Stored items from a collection
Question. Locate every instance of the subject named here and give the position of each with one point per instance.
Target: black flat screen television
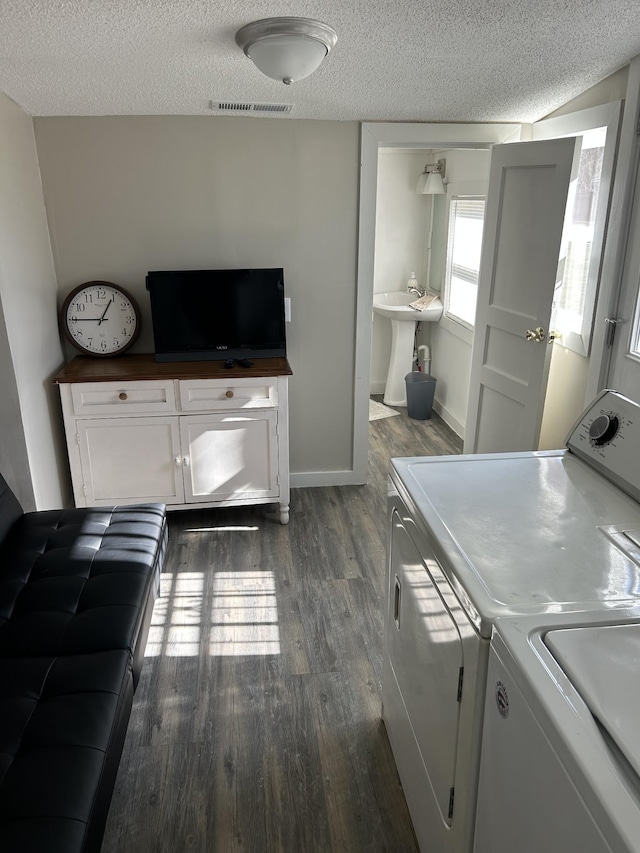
(208, 315)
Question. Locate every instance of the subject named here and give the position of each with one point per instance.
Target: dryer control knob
(603, 429)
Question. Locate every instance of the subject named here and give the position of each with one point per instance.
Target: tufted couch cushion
(78, 581)
(63, 726)
(76, 598)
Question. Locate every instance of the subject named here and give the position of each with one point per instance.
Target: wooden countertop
(144, 366)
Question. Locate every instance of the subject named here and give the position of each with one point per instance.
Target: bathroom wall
(402, 227)
(466, 172)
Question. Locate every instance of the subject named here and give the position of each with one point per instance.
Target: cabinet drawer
(114, 398)
(216, 394)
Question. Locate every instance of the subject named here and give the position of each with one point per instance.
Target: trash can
(421, 389)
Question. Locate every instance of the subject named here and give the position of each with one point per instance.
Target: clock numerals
(88, 319)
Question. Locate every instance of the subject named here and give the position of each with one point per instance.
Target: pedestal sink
(395, 307)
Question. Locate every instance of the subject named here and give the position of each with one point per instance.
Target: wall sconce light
(431, 180)
(286, 49)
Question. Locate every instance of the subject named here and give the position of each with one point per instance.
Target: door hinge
(612, 323)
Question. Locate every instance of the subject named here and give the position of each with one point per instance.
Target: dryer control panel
(607, 437)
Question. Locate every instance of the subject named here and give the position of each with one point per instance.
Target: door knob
(538, 334)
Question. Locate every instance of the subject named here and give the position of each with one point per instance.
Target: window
(635, 337)
(586, 220)
(576, 295)
(464, 245)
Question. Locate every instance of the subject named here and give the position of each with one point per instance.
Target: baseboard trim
(309, 479)
(449, 419)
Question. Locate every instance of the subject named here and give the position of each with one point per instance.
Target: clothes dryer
(472, 539)
(560, 766)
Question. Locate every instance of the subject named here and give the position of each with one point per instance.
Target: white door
(131, 460)
(521, 248)
(624, 369)
(230, 457)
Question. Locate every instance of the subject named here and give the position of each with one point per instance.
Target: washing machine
(560, 765)
(474, 539)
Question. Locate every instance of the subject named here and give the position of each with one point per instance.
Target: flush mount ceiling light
(286, 49)
(430, 181)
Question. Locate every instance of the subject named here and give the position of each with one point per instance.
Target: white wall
(125, 195)
(29, 341)
(564, 400)
(402, 222)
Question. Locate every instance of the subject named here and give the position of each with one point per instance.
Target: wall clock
(100, 318)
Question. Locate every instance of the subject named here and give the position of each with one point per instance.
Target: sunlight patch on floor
(243, 618)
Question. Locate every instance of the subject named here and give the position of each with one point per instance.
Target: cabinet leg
(281, 515)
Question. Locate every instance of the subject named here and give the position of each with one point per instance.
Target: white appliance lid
(603, 664)
(521, 533)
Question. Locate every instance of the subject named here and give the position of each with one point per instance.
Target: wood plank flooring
(256, 724)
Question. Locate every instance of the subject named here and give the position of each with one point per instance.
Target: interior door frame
(373, 137)
(615, 250)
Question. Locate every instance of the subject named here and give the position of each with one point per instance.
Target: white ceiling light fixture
(431, 180)
(286, 49)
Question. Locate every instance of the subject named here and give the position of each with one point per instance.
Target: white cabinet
(183, 441)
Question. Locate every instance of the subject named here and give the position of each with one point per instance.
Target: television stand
(187, 434)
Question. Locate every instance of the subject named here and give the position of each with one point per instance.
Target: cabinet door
(131, 460)
(230, 457)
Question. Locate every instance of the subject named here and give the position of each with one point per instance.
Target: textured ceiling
(462, 60)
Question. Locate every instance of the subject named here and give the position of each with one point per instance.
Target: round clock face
(100, 318)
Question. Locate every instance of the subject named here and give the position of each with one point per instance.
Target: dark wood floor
(256, 725)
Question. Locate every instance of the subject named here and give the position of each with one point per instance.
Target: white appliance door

[Task details]
Would you repeat the entries exactly, keeping the images out?

[Output below]
Question. Locate every instance of the subject named here and give the position of each with one point per instance.
Target: black flat screen television
(208, 315)
Question. Locate every instance of the subject named here and give the position of each with one point per instance.
Target: dryer control knob
(603, 429)
Question. Locate every instance of the subject named here and give the position of each with one point per instance.
Target: tufted couch cushion
(78, 581)
(63, 726)
(76, 598)
Question. Locate every instance of the subject named here and give the position of each with one point per instance.
Target: wooden countertop
(144, 366)
Question. Locate every instance of the subject named here and give the position of each with one point per instance.
Target: bathroom wall
(402, 227)
(466, 172)
Question. Locate every instance of the subject named here and give the position of each with one point per instance.
Target: cabinet drawer
(114, 398)
(216, 394)
Question. Locate every instance of the subject named here and give the position of each with one point per instance.
Target: trash can
(421, 389)
Question. Locate every instance of the subject named here and give the position of each with one point per instance.
Target: clock numerals
(88, 319)
Question. Locate every instance of the subject named here and give the position of each with one point per instance.
Target: pedestal sink
(395, 307)
Question. Locate every instance of the subject named here and give the position of each with one point per instance.
Target: wall sconce light
(431, 180)
(286, 49)
Question. Locate every instance of the subject named here and give the position of each with one point per instance.
Target: door hinge
(612, 323)
Question. Locate every instance of the subject named here and give the position of each with one point per instance.
Target: dryer control panel
(607, 437)
Question. Locate every instance of the subject named here and give the position of each with one point per instance.
Target: door knob
(538, 334)
Question. Locate every instance of the subject named here and give the position of each with one point per instance.
Target: window
(635, 337)
(586, 220)
(576, 295)
(464, 245)
Question. Locate every instance of the subject named here and give the position of each with one point per instance.
Target: baseboard trim
(309, 479)
(449, 419)
Question. Locate every instance of the subject named here and give the position of each with one point per instance.
Target: clothes dryer
(472, 539)
(560, 766)
Question. Locate every instance of the subject named here and give the position of each with one point per instance.
Target: white door
(131, 460)
(521, 248)
(624, 369)
(230, 457)
Question. Locate every instance of the subject named here and give the position of each with one point per instance.
Target: washing machine
(560, 765)
(474, 539)
Question. Locate every instance of the subject named here and give the position of each with one point per instance.
Target: flush mount ceiling light
(286, 49)
(430, 181)
Question. Locate every instance of the subject named here and give the position of each with one point per instance.
Target: white wall
(125, 195)
(29, 341)
(564, 400)
(402, 222)
Question. Locate every instance of the subject named here and give the position of each with one point per instance.
Target: wall clock
(100, 318)
Question. Locate every instance of the subject named here and give the position of each with one point per instance.
Target: sunlight patch on floor
(243, 618)
Question. Locate every instance of the subject named here and give the position of each with one point per instance.
Target: cabinet leg
(281, 515)
Question. Locate every instance of the subject named here and give the position of each with one point per instance.
Target: white appliance lid
(603, 664)
(521, 533)
Question. Locate every instance of the subject named here and give the position of each with one point per instance.
Target: wood plank flooring
(256, 724)
Question. Locate every instance of the subject named here and give the position of each with one point per instance.
Target: interior door frame
(373, 137)
(615, 250)
Question. Locate every instance of the subject named here and give the position of each with one point per instance.
Target: white ceiling light fixture
(431, 180)
(286, 49)
Question. Locate every instance of the subject named here and give the position of each with one point per instance.
Target: white cabinet
(183, 441)
Question. Locate every instance of the subject named here and give the position of each with one point per instance.
Target: television stand
(187, 434)
Question. Locate every instance of the subject named here and give the position of each with one point per instance.
Target: cabinet door
(131, 460)
(230, 457)
Question. Locate every instance of the subject named here and give the position of each with one point per instance.
Target: textured ceiling
(462, 60)
Question. Locate every instance of the subject named here and give the position of each with one point per instance.
Target: round clock face
(100, 318)
Question. Locate every instance of the subject named here and give the position of each with one point per instance.
Target: dark wood floor
(256, 725)
Question. Locate every instance of the subject named here and give the position of each with one point per instance.
Target: white appliance door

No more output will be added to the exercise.